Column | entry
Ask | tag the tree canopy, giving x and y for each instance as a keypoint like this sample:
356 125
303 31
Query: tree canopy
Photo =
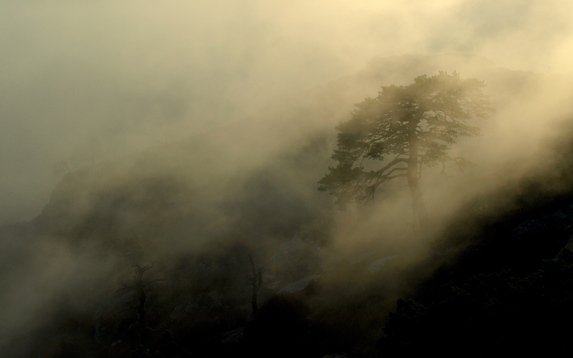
402 129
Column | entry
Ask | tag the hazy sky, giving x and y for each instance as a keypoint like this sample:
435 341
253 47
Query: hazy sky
131 74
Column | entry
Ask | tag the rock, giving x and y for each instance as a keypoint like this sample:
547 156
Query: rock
379 264
299 285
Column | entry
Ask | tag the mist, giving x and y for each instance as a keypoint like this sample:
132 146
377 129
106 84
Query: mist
194 132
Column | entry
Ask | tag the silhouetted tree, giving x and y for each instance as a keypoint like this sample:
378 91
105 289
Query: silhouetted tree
414 125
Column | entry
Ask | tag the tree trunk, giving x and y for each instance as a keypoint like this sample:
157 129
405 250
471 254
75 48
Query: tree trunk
418 207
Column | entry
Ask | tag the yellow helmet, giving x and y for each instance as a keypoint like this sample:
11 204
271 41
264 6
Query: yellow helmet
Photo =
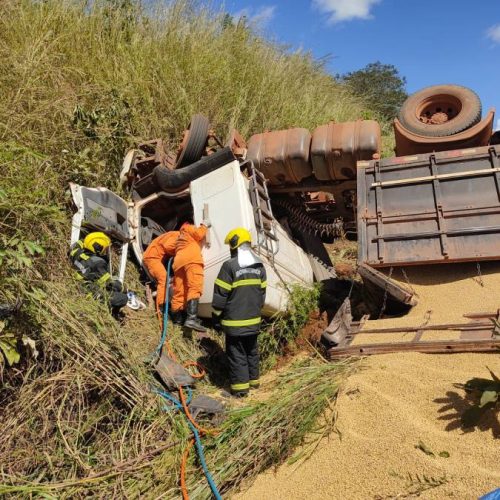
237 237
97 242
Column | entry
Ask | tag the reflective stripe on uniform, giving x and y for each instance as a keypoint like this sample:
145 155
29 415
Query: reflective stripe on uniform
240 322
247 282
240 387
223 284
103 279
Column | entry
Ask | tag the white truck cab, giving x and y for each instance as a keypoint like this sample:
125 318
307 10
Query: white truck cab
229 199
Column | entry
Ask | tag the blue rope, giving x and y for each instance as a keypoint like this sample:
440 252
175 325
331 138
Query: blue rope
177 404
197 439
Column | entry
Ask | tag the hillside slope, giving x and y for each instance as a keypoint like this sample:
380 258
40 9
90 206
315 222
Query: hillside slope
78 86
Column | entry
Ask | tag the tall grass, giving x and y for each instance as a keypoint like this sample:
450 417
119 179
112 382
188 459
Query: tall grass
91 80
79 83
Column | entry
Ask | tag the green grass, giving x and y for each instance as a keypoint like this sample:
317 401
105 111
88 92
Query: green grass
78 86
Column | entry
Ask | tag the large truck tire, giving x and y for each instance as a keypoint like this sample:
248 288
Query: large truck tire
440 111
194 142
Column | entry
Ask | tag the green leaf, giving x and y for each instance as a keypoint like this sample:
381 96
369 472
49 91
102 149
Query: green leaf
8 345
489 396
423 447
493 376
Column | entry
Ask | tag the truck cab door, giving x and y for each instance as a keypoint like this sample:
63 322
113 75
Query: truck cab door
99 209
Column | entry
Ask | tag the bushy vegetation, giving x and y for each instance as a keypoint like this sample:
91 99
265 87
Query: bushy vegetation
79 83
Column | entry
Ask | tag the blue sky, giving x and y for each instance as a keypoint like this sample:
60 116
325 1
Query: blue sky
429 41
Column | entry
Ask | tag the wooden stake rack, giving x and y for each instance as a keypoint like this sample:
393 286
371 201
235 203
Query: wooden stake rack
480 335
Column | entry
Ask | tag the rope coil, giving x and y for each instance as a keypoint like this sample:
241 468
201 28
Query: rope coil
182 404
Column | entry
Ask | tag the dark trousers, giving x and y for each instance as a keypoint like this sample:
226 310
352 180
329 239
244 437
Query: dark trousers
243 356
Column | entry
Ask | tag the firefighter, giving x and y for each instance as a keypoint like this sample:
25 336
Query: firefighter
188 273
90 257
156 256
239 294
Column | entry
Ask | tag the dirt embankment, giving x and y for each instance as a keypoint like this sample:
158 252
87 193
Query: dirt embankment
399 433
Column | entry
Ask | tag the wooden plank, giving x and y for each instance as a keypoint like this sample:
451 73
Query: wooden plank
446 326
431 347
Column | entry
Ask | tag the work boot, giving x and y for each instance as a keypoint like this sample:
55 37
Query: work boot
192 320
239 394
176 317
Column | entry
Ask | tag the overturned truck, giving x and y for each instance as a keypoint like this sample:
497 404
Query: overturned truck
296 191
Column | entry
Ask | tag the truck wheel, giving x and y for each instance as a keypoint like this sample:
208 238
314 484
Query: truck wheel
440 111
194 141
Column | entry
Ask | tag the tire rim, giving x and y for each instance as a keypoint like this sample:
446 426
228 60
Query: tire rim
438 109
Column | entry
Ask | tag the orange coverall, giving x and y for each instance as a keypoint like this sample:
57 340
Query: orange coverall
188 266
158 251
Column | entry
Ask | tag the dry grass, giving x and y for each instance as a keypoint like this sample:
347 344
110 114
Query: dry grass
78 85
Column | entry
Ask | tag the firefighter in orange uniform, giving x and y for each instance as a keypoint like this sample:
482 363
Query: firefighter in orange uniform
155 258
188 273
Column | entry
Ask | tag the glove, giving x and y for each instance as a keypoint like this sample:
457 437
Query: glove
114 285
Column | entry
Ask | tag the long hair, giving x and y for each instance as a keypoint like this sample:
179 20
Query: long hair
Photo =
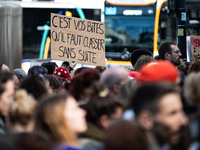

* * * * * * * * *

» **WORK TO DO**: Pull out each line of the records that contains the word "truck", and copy those lines.

» **RESPONSE TO THE EXERCISE**:
Ask | tag the white truck cab, giving x and y for each instance as a keypoint like this sample:
Query: white truck cab
Ask | tag the large truck tire, giving x and y for each instance as a keypoint like this sample:
Query: large truck tire
Ask | tag the truck cab door, giving x and y for each instance as a keypoint like this sample:
Query: truck cab door
Ask | tag the overturned truck, giving x and y for each instance as a keypoint like this sample:
Query: overturned truck
Ask | tag the truck wheel, giving x and y for each instance as a keypoint like this sample:
Query: truck wheel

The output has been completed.